Objective 1: Pick out every line in the listing below that contains the word "hillside", and copy each one.

Excerpted passage:
For the remainder of 2012, Unit has hedges in place for approximately 6,100 Bbls per day of oil production and approximately 50,000 MMBtu per day of natural gas production. The oil production is hedged under swap contracts at an average price of $97.55 per barrel. The natural gas production is hedged under swap contracts at a comparable average NYMEX price of $5.09. The average basis differential for the applicable swap is ($0.28). For the fourth quarter of 2012, Unit has natural gas liquids hedges covering 380 Bbls per day at $50.28 per barrel.

For 2013, Unit has hedged 5,500 Bbls per day of its oil production and 100,000 MMBtu per day of natural gas production. The oil production is hedged under swap contracts at an average price of $99.71 per barrel. Of the natural gas production, 80,000 MMBtu per day is hedged with swaps and 20,000 MMBtu per day is hedged with a collar. The swap transactions were done at a comparable average NYMEX price of $3.65. The collar transaction was done at a comparable average NYMEX floor price of $3.25 and ceiling price of $3.72.

The following table illustrates Unit’s production and certain results for the periods indicated:

3rd Qtr 12 2nd Qtr 12 1st Qtr 12 4th Qtr 11 3rd Qtr 11 2nd Qtr 11 1st Qtr 11 4th Qtr 10 3rd Qtr 10
Oil and NGL Production, MBbl 1,545.8 1,460.2 1,375.2 1,359.9 1,197.5 1,158.6 1,034.0 925.5 756.5
Natural Gas Production, Bcf 11.7 11.3 11.4 11.4 11.6 10.9 10.2 10.6 10.4
Production, MBoe 3,498 3,341 3,275 3,255 3,123 2,983 2,739 2,698 2,478
Production, MBoe/day 38.0 36.7 36.0 35.4 33.9 32.8 30.4 29.3 27.0
Realized price, Boe (1) $37.99 $38.49 $40.51 $42.65 $41.75 $42.23 $40.00 $41.58 $38.16
(1) Realized price includes oil, natural gas liquids, natural gas and associated hedges.

In the Marmaton play, located in Beaver County, Oklahoma, Unit’s net production for the third quarter of 2012 increased approximately 26% over the second quarter of 2012. The average net daily production for the third quarter was approximately 2,908 barrels of oil per day, 1,538 Mcf per day and 763 barrels of NGLs per day, for an equivalent rate of 3,927 Boe per day. For the first nine months of 2012, 21 new operated “short” lateral (4500′) and two “extended” lateral (9500′) horizontal wells had first oil and gas sales. The 30-day initial production rate for the short lateral wells averaged 332 Boe per day and the extended laterals averaged 765 Boe per day. A third extended lateral well is currently drilling and plans are to drill one to two additional extended laterals in the fourth quarter of 2012. Currently, Unit has two drilling rigs working in this play which should result in first oil and gas sales on 26 to 30 short lateral wells and four to five extended lateral wells for 2012. Unit currently has leases on approximately 112,000 net acres in the play.

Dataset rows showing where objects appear

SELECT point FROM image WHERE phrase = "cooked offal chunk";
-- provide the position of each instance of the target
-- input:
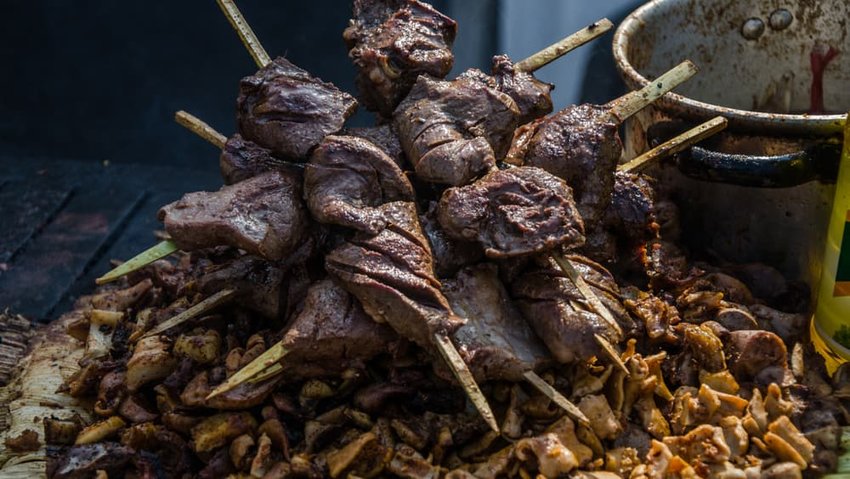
(513, 212)
(263, 215)
(392, 42)
(287, 110)
(347, 178)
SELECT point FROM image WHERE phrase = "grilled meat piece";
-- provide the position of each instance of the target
(285, 109)
(579, 144)
(263, 215)
(513, 212)
(453, 131)
(392, 42)
(242, 159)
(331, 334)
(559, 313)
(496, 342)
(392, 274)
(532, 96)
(347, 178)
(384, 138)
(449, 254)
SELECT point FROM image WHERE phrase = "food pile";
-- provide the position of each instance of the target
(467, 214)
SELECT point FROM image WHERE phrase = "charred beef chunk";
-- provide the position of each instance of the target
(452, 132)
(559, 313)
(263, 215)
(579, 144)
(384, 138)
(258, 282)
(392, 274)
(532, 96)
(496, 342)
(392, 42)
(449, 254)
(332, 333)
(285, 109)
(513, 212)
(632, 210)
(242, 159)
(347, 178)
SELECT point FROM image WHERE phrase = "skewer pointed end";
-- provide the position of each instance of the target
(139, 261)
(464, 377)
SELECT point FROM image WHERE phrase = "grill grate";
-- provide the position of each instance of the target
(62, 221)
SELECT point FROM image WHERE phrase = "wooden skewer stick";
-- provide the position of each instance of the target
(464, 377)
(146, 257)
(633, 102)
(198, 309)
(246, 34)
(675, 145)
(557, 50)
(259, 366)
(198, 127)
(555, 396)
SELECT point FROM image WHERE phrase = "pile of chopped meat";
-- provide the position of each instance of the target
(348, 251)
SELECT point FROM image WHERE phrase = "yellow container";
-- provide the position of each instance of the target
(831, 322)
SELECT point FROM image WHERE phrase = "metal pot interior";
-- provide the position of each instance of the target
(754, 58)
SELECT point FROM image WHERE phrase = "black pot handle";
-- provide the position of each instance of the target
(817, 162)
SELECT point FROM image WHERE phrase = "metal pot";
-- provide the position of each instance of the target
(760, 191)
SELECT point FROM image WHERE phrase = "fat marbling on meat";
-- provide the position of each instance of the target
(513, 212)
(263, 215)
(496, 342)
(287, 110)
(347, 178)
(392, 274)
(392, 42)
(453, 131)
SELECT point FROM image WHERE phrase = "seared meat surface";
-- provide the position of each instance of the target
(453, 131)
(513, 212)
(263, 215)
(495, 342)
(559, 313)
(392, 42)
(287, 110)
(242, 159)
(392, 274)
(332, 333)
(347, 178)
(579, 144)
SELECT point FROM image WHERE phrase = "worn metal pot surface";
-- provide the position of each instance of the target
(759, 191)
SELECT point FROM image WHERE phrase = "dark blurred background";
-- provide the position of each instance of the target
(101, 80)
(89, 150)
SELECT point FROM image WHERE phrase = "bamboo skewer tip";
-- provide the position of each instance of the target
(564, 46)
(464, 377)
(146, 257)
(675, 145)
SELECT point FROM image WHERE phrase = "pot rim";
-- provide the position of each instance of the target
(746, 119)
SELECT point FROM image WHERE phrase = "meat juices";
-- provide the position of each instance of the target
(287, 110)
(579, 144)
(452, 132)
(332, 333)
(496, 342)
(392, 274)
(263, 215)
(559, 313)
(513, 212)
(392, 42)
(347, 178)
(242, 159)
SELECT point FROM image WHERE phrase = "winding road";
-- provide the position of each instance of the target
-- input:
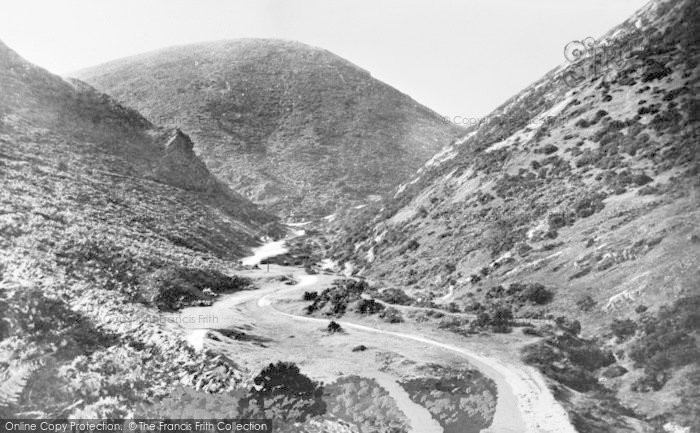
(524, 403)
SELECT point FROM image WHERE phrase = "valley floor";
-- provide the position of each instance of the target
(276, 328)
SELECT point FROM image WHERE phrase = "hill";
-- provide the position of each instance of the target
(105, 219)
(575, 202)
(294, 128)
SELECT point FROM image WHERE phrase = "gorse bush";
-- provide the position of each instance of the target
(668, 341)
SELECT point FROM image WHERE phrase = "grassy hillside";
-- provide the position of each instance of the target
(105, 219)
(576, 201)
(295, 128)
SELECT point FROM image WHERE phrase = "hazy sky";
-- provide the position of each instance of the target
(460, 58)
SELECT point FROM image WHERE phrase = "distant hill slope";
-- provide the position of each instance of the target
(585, 182)
(104, 219)
(295, 128)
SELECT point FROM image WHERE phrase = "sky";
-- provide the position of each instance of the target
(462, 58)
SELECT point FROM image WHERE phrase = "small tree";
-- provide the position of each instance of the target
(334, 327)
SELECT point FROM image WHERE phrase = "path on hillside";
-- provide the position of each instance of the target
(524, 402)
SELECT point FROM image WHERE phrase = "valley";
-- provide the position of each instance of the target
(259, 228)
(273, 314)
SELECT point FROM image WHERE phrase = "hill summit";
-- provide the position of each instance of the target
(294, 128)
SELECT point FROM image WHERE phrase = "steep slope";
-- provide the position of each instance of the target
(104, 220)
(577, 199)
(295, 128)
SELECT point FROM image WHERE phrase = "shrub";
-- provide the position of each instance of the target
(395, 296)
(623, 329)
(283, 393)
(310, 296)
(586, 303)
(175, 287)
(334, 327)
(369, 306)
(391, 315)
(668, 341)
(537, 294)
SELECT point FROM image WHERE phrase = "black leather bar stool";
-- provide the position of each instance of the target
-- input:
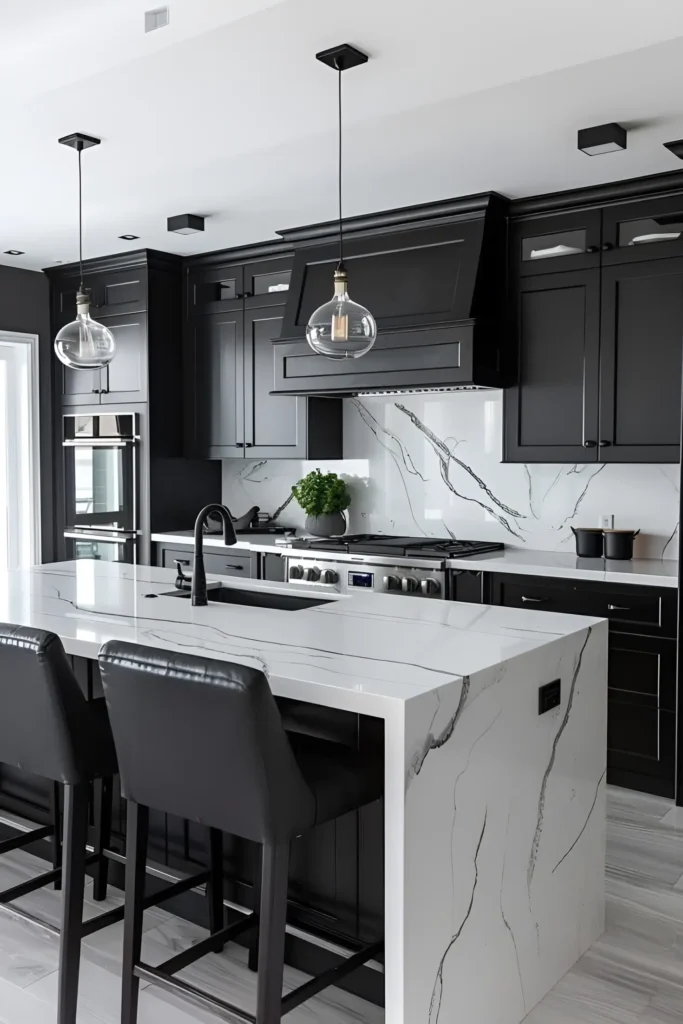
(204, 740)
(49, 729)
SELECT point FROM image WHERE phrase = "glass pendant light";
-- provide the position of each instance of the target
(341, 329)
(83, 344)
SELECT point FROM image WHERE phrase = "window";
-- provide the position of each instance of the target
(19, 521)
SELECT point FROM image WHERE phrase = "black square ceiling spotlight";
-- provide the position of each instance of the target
(185, 223)
(601, 138)
(675, 147)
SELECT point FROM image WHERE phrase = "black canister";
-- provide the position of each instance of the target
(589, 542)
(619, 543)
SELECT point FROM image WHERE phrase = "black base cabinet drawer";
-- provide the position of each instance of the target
(641, 708)
(238, 563)
(647, 610)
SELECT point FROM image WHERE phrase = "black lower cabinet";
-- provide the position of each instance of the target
(641, 709)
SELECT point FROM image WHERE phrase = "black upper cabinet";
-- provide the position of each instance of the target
(217, 398)
(231, 413)
(640, 361)
(556, 244)
(552, 412)
(650, 228)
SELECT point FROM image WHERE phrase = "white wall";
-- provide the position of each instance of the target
(431, 465)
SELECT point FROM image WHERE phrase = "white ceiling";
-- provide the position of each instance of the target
(226, 113)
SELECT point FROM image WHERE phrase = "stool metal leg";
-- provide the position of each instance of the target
(75, 837)
(137, 823)
(271, 933)
(215, 885)
(102, 802)
(55, 814)
(256, 906)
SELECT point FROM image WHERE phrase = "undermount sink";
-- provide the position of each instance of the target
(254, 598)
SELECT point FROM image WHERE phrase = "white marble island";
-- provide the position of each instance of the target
(494, 814)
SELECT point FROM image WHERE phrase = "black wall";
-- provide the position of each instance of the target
(25, 307)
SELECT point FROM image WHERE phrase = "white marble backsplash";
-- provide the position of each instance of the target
(431, 465)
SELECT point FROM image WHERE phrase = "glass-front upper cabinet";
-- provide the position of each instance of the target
(647, 229)
(565, 242)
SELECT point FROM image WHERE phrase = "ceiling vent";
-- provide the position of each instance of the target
(157, 18)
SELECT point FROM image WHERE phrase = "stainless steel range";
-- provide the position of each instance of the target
(378, 562)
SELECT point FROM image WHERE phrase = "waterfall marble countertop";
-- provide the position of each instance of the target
(353, 651)
(494, 812)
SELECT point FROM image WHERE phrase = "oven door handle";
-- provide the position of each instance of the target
(98, 442)
(112, 538)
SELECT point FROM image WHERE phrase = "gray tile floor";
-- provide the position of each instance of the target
(633, 975)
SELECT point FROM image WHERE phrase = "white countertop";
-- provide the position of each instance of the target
(249, 542)
(645, 571)
(361, 652)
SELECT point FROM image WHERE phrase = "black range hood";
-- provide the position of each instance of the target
(432, 275)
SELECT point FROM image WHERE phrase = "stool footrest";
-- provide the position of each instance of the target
(196, 995)
(17, 842)
(331, 977)
(208, 945)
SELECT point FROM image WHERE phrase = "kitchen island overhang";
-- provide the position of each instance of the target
(494, 813)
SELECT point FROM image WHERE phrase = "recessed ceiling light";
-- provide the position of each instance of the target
(185, 223)
(601, 138)
(675, 147)
(157, 18)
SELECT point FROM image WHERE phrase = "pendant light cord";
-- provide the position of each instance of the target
(341, 224)
(80, 218)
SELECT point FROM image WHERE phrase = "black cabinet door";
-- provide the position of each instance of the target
(641, 716)
(558, 244)
(125, 379)
(217, 351)
(552, 412)
(274, 425)
(640, 361)
(648, 229)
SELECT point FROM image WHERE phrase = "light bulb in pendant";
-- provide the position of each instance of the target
(341, 329)
(84, 344)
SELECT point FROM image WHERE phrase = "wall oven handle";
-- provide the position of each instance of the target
(111, 538)
(97, 442)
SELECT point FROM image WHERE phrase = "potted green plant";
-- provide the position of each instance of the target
(324, 497)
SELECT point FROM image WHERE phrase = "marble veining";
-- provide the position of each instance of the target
(431, 465)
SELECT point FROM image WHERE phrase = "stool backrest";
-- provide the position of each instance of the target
(41, 706)
(203, 739)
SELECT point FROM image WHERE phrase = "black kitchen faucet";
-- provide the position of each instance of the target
(199, 576)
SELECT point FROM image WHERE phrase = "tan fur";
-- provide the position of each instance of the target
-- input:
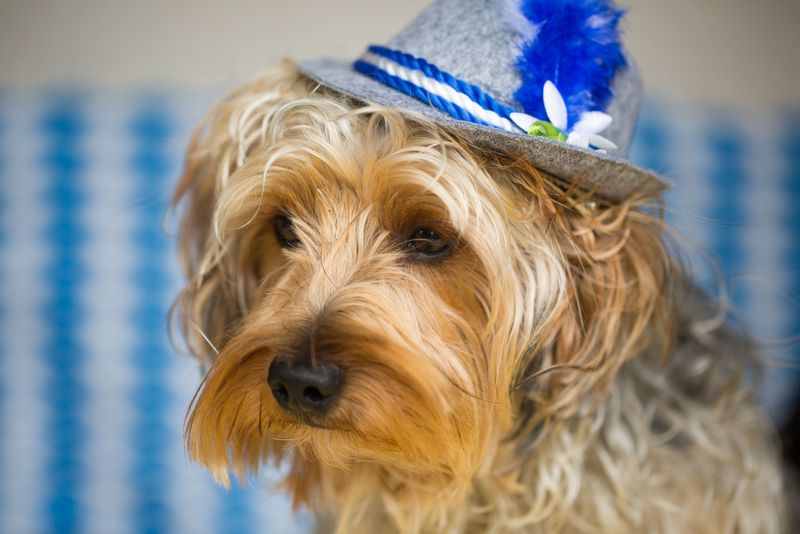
(542, 378)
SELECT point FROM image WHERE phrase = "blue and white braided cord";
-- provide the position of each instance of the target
(423, 81)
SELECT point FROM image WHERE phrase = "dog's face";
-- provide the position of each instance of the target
(367, 292)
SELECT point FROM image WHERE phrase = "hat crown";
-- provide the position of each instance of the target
(480, 42)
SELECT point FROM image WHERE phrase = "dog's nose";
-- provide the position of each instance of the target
(304, 388)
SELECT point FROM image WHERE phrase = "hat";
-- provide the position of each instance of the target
(545, 79)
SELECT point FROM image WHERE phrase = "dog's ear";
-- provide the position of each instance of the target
(618, 300)
(220, 272)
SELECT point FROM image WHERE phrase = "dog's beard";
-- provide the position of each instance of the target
(410, 400)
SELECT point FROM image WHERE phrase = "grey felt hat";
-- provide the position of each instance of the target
(475, 68)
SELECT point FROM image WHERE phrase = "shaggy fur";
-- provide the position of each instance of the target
(546, 376)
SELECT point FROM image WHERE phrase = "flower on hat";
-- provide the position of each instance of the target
(585, 132)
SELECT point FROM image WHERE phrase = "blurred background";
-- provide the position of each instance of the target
(97, 99)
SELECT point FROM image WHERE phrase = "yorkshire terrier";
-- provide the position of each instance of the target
(434, 338)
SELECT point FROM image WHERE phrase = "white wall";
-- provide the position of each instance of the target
(742, 52)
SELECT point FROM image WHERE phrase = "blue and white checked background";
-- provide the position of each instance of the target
(92, 395)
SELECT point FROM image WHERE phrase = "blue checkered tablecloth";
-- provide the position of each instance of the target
(92, 395)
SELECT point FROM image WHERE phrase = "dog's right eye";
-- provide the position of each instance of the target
(285, 233)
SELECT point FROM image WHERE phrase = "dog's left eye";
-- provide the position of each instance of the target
(284, 231)
(426, 244)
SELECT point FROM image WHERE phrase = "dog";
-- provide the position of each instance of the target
(437, 338)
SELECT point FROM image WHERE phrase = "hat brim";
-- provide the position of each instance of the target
(608, 177)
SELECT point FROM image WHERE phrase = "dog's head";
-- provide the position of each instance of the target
(366, 289)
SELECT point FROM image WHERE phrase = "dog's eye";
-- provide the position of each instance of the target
(426, 244)
(284, 232)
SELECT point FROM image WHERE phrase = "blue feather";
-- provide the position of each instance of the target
(577, 47)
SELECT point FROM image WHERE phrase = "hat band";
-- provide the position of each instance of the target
(424, 81)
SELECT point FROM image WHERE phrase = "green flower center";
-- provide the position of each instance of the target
(546, 129)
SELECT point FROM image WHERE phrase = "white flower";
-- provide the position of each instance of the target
(585, 132)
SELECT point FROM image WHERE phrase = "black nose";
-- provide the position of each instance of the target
(304, 388)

Objective 2: Write the next part of the passage above on Unit's hedges and production, starting after its final sentence.

Task result 1:
SELECT point FROM image WHERE phrase = "grassy hillside";
SELECT point FROM image WHERE phrase = "path on hillside";

Task result 2:
In the Granite Wash (GW) play, located in the Texas Panhandle, net production for the third quarter averaged approximately 61 MMcfe per day, consisting of approximately 50% liquids which accounts for approximately 27% of Unit’s overall production. For the first nine months of 2012, Unit completed 22 operated GW horizontal wells as compared to 14 wells for the same period in 2011. For 2012, Unit anticipates completing approximately 30 wells. Unit’s plan for its overall GW program is to increase from the two rigs currently running to four rigs in January 2013 and then to six rigs around July 2013. The rig locations will be split between the recently acquired Noble leasehold and Unit’s existing leasehold; however, there is the flexibility to move rigs to either area as needed since the majority of the leasehold is held by production. Unit currently has leases on approximately 48,000 net acres in the play.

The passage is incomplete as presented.